-- Opening Marker --

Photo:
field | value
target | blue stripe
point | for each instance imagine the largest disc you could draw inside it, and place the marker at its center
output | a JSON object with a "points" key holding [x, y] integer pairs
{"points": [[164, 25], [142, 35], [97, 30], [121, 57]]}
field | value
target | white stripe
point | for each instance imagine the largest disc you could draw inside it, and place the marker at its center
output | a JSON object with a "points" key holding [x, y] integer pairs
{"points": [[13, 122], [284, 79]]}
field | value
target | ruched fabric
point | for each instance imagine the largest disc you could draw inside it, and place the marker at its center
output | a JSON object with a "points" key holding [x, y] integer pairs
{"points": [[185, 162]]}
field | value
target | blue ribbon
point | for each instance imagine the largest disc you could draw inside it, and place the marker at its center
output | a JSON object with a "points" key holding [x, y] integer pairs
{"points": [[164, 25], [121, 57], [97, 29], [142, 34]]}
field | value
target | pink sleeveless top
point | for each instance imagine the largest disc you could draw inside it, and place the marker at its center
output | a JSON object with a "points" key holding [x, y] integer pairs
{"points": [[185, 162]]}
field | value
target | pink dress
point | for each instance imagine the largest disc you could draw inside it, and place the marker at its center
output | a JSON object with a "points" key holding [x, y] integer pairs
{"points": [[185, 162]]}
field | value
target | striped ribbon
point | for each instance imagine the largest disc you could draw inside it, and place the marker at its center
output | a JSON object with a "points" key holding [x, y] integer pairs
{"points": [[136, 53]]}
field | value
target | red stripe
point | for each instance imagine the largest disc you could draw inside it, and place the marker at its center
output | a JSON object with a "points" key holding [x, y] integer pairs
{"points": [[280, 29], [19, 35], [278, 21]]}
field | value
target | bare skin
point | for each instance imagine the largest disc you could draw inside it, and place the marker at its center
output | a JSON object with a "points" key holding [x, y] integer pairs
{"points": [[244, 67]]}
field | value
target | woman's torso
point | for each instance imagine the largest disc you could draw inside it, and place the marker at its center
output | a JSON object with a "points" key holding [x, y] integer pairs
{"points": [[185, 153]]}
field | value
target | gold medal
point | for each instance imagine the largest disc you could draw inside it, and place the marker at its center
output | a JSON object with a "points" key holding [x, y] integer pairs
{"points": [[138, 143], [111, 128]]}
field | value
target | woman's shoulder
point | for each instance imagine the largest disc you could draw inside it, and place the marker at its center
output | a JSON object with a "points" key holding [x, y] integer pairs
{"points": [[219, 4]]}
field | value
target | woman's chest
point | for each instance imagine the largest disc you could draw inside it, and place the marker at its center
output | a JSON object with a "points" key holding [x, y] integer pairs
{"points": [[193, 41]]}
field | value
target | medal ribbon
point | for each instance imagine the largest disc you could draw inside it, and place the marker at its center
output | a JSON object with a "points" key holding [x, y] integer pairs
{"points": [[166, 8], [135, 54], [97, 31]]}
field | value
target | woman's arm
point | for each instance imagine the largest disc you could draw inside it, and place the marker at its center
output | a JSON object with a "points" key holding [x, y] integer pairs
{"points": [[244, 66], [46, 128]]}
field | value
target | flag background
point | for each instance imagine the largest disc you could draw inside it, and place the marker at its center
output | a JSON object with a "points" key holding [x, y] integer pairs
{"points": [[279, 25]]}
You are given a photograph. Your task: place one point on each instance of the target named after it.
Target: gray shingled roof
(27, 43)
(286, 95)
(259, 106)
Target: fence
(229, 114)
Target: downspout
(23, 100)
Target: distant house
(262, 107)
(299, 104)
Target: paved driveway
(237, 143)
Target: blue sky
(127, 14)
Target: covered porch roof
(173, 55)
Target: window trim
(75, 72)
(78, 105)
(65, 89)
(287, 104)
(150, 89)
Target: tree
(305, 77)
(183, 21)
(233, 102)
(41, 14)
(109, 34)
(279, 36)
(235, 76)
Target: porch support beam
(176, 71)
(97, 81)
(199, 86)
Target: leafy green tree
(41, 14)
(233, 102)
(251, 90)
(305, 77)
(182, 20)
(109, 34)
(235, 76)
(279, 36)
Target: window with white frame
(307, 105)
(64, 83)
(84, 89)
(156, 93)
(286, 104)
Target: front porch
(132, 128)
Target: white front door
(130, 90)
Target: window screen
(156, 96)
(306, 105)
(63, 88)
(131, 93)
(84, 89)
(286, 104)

-- Closing Marker --

WHAT TO PRODUCE ▸
Write down all of the records again, word for word.

TASK RESULT ▸
Photo:
field | value
target | blue stripe
point | for each instance imagine the largest disc you could draw inside it, and place the marker at its center
output | a JSON object with a "points" key holding [x, y] integer pairs
{"points": [[164, 25], [142, 35], [97, 30], [121, 57]]}
field | value
target | white stripe
point | for each instance imagine the largest disc you could draw inside it, and place the marker at its center
output | a JSON object with a "points" key holding [x, y] integer pairs
{"points": [[13, 122], [284, 79]]}
field | value
target | ruched fabric
point | for each instance imagine the largest disc you could draw inside it, and place the marker at its center
output | a JSON object with a "points" key holding [x, y] integer pairs
{"points": [[185, 162]]}
field | value
target | blue ribbon
point | for each instance imagine the largest disc you could draw inside it, and place the marker at its center
output | a JSON object with a "points" key holding [x, y] integer pairs
{"points": [[164, 25], [121, 57], [97, 29], [142, 34]]}
field | value
target | pink sleeveless top
point | for each instance imagine the largest disc you could draw inside it, and place the marker at its center
output | a JSON object with a "points" key holding [x, y] integer pairs
{"points": [[185, 162]]}
field | value
target | pink dress
point | for each instance imagine the largest disc you could draw inside it, and place the marker at its center
output | a JSON object with a "points" key holding [x, y] integer pairs
{"points": [[185, 162]]}
field | value
target | striped ribbon
point | for each instance imagine the largest disc you could draw inside it, and place the marker at its center
output | a JSON object with a "points" key holding [x, y] integer pairs
{"points": [[136, 53]]}
field | value
target | red stripe
point | for each instance imagine the largest disc you could draw inside it, and place the marker at its center
output | a JSON object with a "points" key holding [x, y] integer pairs
{"points": [[280, 29], [19, 35], [278, 21]]}
field | value
target | bare skin
point | for each instance imagine the largest disc you could draw inside it, and place the marker at its center
output | a JSON object with a "points" key holding [x, y] integer pairs
{"points": [[244, 67]]}
field | value
target | woman's torso
point | for each instance imagine the largest disc you could draw inside it, and place the marker at its center
output | a JSON object with a "points" key holding [x, y] integer pairs
{"points": [[185, 153]]}
field | value
target | gold medal
point | for each instance imagine the largest disc you could draw inside it, and place the marker at its center
output | a JSON object with a "points" key holding [x, y] integer pairs
{"points": [[138, 143], [111, 128]]}
field | value
target | woman's shoulder
point | for each instance imagine the largest disc you could draw inside it, and place the marker at its center
output | a JSON object with a "points" key holding [x, y] integer pairs
{"points": [[219, 4]]}
field | value
target | woman's chest
point | for each instance imagine the largest disc you could draw inside it, and place the marker at its center
output | a JSON object with a "points" key holding [x, y] integer pairs
{"points": [[193, 41]]}
field | value
target | medal ribbon
point | for each instance imagine the largest disc you could draw inside it, and place the marker at its center
output | a JSON object with a "points" key holding [x, y] integer pairs
{"points": [[166, 8], [135, 54], [97, 31]]}
field | value
target | woman's arm
point | for each instance imagine the largest disc you could draw inside it, and place the marker at its center
output | a JSON object with a "points" key holding [x, y] integer pairs
{"points": [[244, 66], [46, 128]]}
field | value
target | flag background
point | for each instance imagine the largest disc you could draw inside it, and place the marker at its center
output | a JSON object with a "points" key holding [x, y] integer pairs
{"points": [[279, 25]]}
You are given a photograph. Your task: place one point on each instance of the target named after it.
Target: gray shingled roof
(27, 43)
(286, 95)
(259, 106)
Target: fence
(229, 114)
Target: downspout
(23, 100)
Target: distant house
(262, 107)
(299, 104)
Target: paved driveway
(237, 143)
Target: blue sky
(127, 14)
Target: covered porch roof
(173, 55)
Target: window trim
(75, 72)
(78, 105)
(65, 89)
(287, 104)
(150, 89)
Target: tree
(305, 77)
(183, 21)
(233, 102)
(41, 14)
(109, 34)
(279, 36)
(235, 76)
Target: porch support beam
(176, 71)
(97, 81)
(199, 86)
Target: leafy green tree
(41, 14)
(233, 102)
(251, 90)
(305, 77)
(182, 20)
(109, 34)
(235, 76)
(279, 36)
Target: window with white frame
(307, 105)
(64, 83)
(84, 89)
(156, 93)
(286, 104)
Target: front porch
(132, 128)
Target: white front door
(130, 90)
Target: window screen
(156, 96)
(306, 105)
(63, 88)
(131, 93)
(84, 89)
(286, 104)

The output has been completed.